(Records from a data collection)
"""

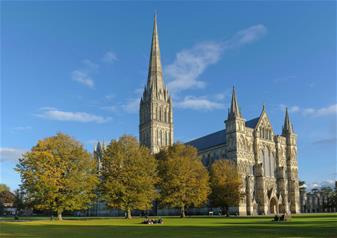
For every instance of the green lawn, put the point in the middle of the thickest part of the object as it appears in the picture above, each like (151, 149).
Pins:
(320, 226)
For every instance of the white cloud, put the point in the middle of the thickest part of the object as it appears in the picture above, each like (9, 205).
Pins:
(132, 106)
(110, 57)
(246, 36)
(315, 112)
(22, 128)
(83, 75)
(189, 64)
(55, 114)
(90, 65)
(111, 108)
(83, 78)
(10, 154)
(196, 103)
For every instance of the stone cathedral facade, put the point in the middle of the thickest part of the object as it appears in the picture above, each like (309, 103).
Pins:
(266, 162)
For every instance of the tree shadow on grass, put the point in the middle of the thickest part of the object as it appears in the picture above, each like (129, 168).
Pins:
(170, 231)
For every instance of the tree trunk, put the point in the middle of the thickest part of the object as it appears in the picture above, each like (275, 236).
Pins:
(129, 214)
(182, 215)
(227, 211)
(59, 215)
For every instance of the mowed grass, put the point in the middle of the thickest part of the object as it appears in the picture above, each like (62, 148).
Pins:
(320, 226)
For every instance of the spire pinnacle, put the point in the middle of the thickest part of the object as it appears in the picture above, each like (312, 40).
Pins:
(155, 75)
(234, 109)
(287, 127)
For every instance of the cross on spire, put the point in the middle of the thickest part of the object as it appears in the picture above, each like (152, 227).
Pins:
(234, 111)
(155, 75)
(287, 127)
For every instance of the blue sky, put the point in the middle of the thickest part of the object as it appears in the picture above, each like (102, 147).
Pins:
(79, 68)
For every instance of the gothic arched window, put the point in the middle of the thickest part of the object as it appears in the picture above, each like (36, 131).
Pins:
(161, 137)
(272, 165)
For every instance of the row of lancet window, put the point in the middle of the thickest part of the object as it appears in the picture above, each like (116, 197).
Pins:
(160, 114)
(265, 133)
(268, 162)
(163, 137)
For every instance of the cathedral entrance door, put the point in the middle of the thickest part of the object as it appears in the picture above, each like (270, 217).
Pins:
(273, 206)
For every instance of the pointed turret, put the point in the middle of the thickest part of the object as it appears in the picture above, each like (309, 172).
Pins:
(234, 111)
(155, 75)
(155, 111)
(287, 127)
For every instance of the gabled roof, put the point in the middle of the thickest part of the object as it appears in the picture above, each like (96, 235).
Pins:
(208, 141)
(252, 123)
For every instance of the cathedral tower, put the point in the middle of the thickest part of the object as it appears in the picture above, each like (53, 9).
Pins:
(155, 111)
(292, 166)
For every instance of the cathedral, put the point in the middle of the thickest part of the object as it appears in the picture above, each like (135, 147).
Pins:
(266, 162)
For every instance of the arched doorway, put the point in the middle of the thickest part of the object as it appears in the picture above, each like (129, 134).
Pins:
(273, 206)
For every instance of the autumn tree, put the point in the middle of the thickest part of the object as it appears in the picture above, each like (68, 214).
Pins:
(58, 174)
(129, 175)
(3, 187)
(7, 198)
(225, 185)
(183, 178)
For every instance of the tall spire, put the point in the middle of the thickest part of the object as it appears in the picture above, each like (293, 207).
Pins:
(234, 109)
(287, 127)
(155, 75)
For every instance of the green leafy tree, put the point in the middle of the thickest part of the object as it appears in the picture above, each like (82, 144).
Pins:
(129, 175)
(225, 184)
(58, 174)
(183, 178)
(7, 199)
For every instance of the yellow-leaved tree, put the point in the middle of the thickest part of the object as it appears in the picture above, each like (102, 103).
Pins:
(129, 175)
(183, 178)
(58, 174)
(225, 185)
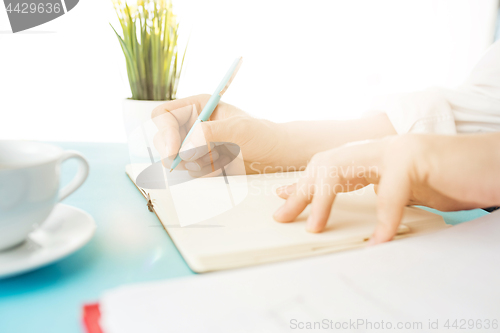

"""

**EXERCISE:** Because the copy must hold no pictures, return only the lines that run from the line containing "For every instance of the green leafy" to the end of the data above, each exactly as it stands.

**TASK RESPONSE:**
For every instance of the green leafy tree, put the point in the middle of the thickest part of the object as it appears in the picture above, each like (82, 144).
Pins:
(129, 175)
(225, 184)
(58, 174)
(183, 178)
(7, 199)
For every instance of the yellow-leaved tree, put the point in the middle of the thickest part of the object as it appears in the picture above, each like (102, 103).
Pins:
(129, 175)
(183, 178)
(58, 174)
(225, 185)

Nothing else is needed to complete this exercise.